(Pointing entries for named objects)
§
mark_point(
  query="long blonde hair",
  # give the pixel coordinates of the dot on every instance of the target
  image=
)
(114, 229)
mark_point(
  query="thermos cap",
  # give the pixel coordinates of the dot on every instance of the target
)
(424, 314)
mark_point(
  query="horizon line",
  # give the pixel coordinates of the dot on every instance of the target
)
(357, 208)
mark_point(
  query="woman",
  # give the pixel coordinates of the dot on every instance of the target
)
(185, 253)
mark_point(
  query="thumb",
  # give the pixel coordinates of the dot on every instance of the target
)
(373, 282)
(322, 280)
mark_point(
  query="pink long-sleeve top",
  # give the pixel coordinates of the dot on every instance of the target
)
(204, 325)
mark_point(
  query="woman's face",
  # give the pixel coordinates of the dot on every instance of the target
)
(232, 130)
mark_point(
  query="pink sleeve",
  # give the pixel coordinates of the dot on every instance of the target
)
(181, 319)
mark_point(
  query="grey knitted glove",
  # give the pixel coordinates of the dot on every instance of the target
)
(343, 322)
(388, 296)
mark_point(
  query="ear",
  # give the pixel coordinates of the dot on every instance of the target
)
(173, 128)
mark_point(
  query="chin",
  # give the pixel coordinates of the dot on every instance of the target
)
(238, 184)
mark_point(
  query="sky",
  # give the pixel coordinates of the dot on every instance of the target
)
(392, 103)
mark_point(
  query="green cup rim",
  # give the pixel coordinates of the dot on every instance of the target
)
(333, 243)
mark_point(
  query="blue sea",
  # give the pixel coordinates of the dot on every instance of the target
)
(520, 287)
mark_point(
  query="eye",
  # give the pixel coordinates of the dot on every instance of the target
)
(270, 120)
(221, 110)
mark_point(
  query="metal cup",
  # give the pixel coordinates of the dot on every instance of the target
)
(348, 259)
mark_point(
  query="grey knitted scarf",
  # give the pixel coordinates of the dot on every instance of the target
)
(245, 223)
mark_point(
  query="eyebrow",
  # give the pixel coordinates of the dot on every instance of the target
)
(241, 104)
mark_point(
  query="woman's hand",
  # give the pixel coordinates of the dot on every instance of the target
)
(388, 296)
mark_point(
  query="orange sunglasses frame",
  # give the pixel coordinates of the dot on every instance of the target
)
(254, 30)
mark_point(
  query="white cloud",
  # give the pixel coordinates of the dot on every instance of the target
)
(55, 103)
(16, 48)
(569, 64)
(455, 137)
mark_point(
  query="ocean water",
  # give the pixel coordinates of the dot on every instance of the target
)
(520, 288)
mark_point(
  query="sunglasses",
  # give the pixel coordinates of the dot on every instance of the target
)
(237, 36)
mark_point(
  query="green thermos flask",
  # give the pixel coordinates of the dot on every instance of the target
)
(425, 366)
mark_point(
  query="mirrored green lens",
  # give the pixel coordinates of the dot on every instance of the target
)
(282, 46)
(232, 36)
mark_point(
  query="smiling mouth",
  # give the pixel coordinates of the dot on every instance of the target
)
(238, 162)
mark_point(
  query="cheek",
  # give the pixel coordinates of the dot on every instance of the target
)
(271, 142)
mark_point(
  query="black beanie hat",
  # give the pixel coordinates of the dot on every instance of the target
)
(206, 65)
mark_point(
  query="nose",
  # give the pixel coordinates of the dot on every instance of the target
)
§
**Requirements:**
Please locate each line in the data above that contains the string "grey" and copy those lines. Case counts.

**Response for this exercise:**
  query="grey knitted glove",
  query="grey knitted scarf",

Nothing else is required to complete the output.